* START RECORDS FOR THE EXERCISE *
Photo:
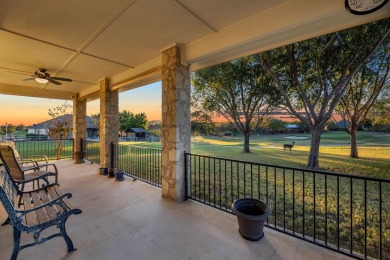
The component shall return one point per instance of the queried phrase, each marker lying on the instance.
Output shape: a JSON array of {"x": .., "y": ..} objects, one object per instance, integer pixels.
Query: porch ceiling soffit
[
  {"x": 256, "y": 34},
  {"x": 115, "y": 39}
]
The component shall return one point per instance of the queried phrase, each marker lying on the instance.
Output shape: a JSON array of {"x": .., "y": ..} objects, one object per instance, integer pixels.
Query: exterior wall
[
  {"x": 176, "y": 124},
  {"x": 109, "y": 121},
  {"x": 79, "y": 122}
]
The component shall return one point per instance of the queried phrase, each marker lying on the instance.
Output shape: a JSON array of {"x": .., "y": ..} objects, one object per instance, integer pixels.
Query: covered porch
[{"x": 130, "y": 220}]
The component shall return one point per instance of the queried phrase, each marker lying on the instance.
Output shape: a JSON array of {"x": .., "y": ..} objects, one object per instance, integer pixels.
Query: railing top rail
[
  {"x": 353, "y": 176},
  {"x": 141, "y": 147},
  {"x": 42, "y": 140}
]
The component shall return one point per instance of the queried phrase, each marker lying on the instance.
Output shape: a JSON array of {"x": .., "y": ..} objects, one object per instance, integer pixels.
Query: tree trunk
[
  {"x": 312, "y": 162},
  {"x": 246, "y": 144},
  {"x": 353, "y": 136}
]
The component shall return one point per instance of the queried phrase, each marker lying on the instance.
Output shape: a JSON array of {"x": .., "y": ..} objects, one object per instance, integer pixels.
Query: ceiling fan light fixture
[{"x": 40, "y": 80}]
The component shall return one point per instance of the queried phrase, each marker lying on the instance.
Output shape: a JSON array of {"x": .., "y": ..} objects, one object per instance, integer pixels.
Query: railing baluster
[
  {"x": 293, "y": 202},
  {"x": 303, "y": 203},
  {"x": 351, "y": 215},
  {"x": 338, "y": 212},
  {"x": 365, "y": 219},
  {"x": 284, "y": 199},
  {"x": 326, "y": 209},
  {"x": 314, "y": 202},
  {"x": 380, "y": 220},
  {"x": 275, "y": 197}
]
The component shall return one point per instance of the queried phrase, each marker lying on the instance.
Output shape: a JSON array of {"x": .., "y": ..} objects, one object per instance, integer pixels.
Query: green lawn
[
  {"x": 374, "y": 151},
  {"x": 301, "y": 202}
]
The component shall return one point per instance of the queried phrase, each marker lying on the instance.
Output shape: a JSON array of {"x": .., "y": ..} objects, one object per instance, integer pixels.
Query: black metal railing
[
  {"x": 46, "y": 147},
  {"x": 346, "y": 213},
  {"x": 92, "y": 149},
  {"x": 139, "y": 162}
]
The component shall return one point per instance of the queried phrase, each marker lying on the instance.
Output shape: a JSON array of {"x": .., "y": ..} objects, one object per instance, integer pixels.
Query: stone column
[
  {"x": 109, "y": 121},
  {"x": 79, "y": 127},
  {"x": 176, "y": 124}
]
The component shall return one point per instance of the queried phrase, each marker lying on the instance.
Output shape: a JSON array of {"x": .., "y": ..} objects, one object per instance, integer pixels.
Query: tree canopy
[
  {"x": 313, "y": 75},
  {"x": 201, "y": 123},
  {"x": 239, "y": 90},
  {"x": 370, "y": 83},
  {"x": 129, "y": 120}
]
* END RECORDS FOR THE EXERCISE *
• [TASK TO COMPLETE]:
Output all of the data exactly as it stands, minus any images.

• [OUTPUT OF THE EXERCISE]:
Photo:
The component shall return one point per instance of the queried phrase, each marker lying on the instance.
Output shape: a JSON array of {"x": .., "y": ..} objects, one object per instance, integer pixels.
Query: porch ceiling soffit
[
  {"x": 256, "y": 34},
  {"x": 115, "y": 39}
]
The component shall return one point per instance of the queried phrase, each marker lying on the instance.
Output shape: a JSON array of {"x": .., "y": ..} objects, one object per instance, integer pixels.
Query: exterior wall
[
  {"x": 176, "y": 124},
  {"x": 109, "y": 121},
  {"x": 79, "y": 122}
]
The component shall return one point per instance of the queried phrase, each marker lying on the instance.
Output shape: a JSON array of {"x": .., "y": ..} objects, one object per instance, integer pixels.
Query: covered porch
[{"x": 130, "y": 220}]
The component shall return one point per instance of the queried phrase, each marker lying on the instance.
Output shape: a JSON array of {"x": .., "y": ..} objects, one object per instance, integer pixels.
Query: railing top rail
[
  {"x": 353, "y": 176},
  {"x": 141, "y": 147},
  {"x": 42, "y": 140}
]
The component shall return one point per instance of the queried phrase, each marker lying on the instance.
Output shape: a JSON array of {"x": .., "y": ..} objects, one object per instance, integer pixels.
Query: tree trunk
[
  {"x": 312, "y": 162},
  {"x": 246, "y": 144},
  {"x": 353, "y": 136}
]
The component shall return one point per instance of the queried phrase, each marker lying on the instance.
Output shape: a JSON array of {"x": .., "y": ..} objects, one object per instance, integer pixels.
Query: ceiling fan light fixture
[{"x": 40, "y": 80}]
The component shall return one point per instance of the queried phrase, each marker lying on the instance.
Output shape: a JSON array of {"x": .., "y": ..} objects, one object per instance, integer pixels.
Query: railing baluster
[
  {"x": 293, "y": 202},
  {"x": 303, "y": 203},
  {"x": 351, "y": 215},
  {"x": 338, "y": 212},
  {"x": 365, "y": 219},
  {"x": 284, "y": 199},
  {"x": 326, "y": 209},
  {"x": 314, "y": 202},
  {"x": 380, "y": 220},
  {"x": 275, "y": 197}
]
The component shall return one point per instance of the queried phrase, each marker lying on the instance.
Output shape: a JSON array of {"x": .., "y": ..} objects, one object per instance, integer pixels.
Query: green lawn
[
  {"x": 374, "y": 151},
  {"x": 301, "y": 202}
]
The component shall return one point per instance of the queried phrase, each marker lying on the instance.
Output shape: a JSON array of {"x": .., "y": ..} objects, one object per instance, integer pixels.
Query: black metal railing
[
  {"x": 46, "y": 147},
  {"x": 346, "y": 213},
  {"x": 92, "y": 149},
  {"x": 139, "y": 162}
]
The component shall return one point per instance of the queried phrase, each marker lying on the instance.
Output shape: a JSON array of {"x": .., "y": ..} objects, one object per instance, integer pixels.
Query: stone column
[
  {"x": 109, "y": 121},
  {"x": 79, "y": 127},
  {"x": 176, "y": 124}
]
The component shall return one point per instance of the queried phrase, each marker lying on the instance.
Output shape: a JSON array of {"x": .., "y": ..} objects, one object per instance, integer pixels.
Query: tree canopy
[
  {"x": 313, "y": 75},
  {"x": 201, "y": 123},
  {"x": 239, "y": 90},
  {"x": 370, "y": 83},
  {"x": 129, "y": 120}
]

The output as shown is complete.